What the exercise asks -
According to the opinion piece on liberalisation, what amount did Bernard Grech admit the Nationalist Party's debt now stands at?

‘Liberalisation leads to lower prices’. Really? Since when?

When any segment of a market as small as Malta is ‘liberalised’... the result is almost invariably the creation of a ‘cartel’: in which prices are simply dictated by the same four or five companies that always somehow get to control those sectors between them, anyway

There are a couple of things that have always puzzled me about the Nationalist Party.  Such as, for instance, the way its leader, Bernard Grech, candidly admitted (in April  last year)  that the PN’s debt now stands at a staggering €32 million...

... and yet, the same Bernard Grech somehow seems perfectly capable of predicting future price fluctuations: even in notoriously ‘unpredictable’ international markets, such as the European energy sector.

Consider, for instance, how Grech has so far defended his party’s proposal to ‘liberalise’ Malta’s energy distribution network: by insisting that... ‘this will not lead to an increase in energy prices’.

At a glance, this already raises quite a few additional questions (including the most obvious of the lot – i.e., how the heck does Bernard Grech actually KNOW that, for a fact?) But I’ll come back to that a little later on.

Rows -

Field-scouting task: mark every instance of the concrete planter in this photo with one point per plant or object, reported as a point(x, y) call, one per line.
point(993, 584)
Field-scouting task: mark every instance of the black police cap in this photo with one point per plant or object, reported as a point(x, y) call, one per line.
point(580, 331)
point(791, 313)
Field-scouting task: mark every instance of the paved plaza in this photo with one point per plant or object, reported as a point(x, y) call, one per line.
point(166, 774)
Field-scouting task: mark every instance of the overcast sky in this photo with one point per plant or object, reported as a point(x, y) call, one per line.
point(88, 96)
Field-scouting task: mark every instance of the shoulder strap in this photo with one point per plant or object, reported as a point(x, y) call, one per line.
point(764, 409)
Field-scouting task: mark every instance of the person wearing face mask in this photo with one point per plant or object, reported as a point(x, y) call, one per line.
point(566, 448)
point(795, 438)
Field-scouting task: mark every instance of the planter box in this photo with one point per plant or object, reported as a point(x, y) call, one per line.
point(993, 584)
...
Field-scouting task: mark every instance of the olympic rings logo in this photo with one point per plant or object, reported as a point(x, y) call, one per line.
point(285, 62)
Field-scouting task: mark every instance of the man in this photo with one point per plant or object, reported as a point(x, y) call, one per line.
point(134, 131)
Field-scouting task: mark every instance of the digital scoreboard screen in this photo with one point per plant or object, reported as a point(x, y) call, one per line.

Result for this exercise -
€32 million.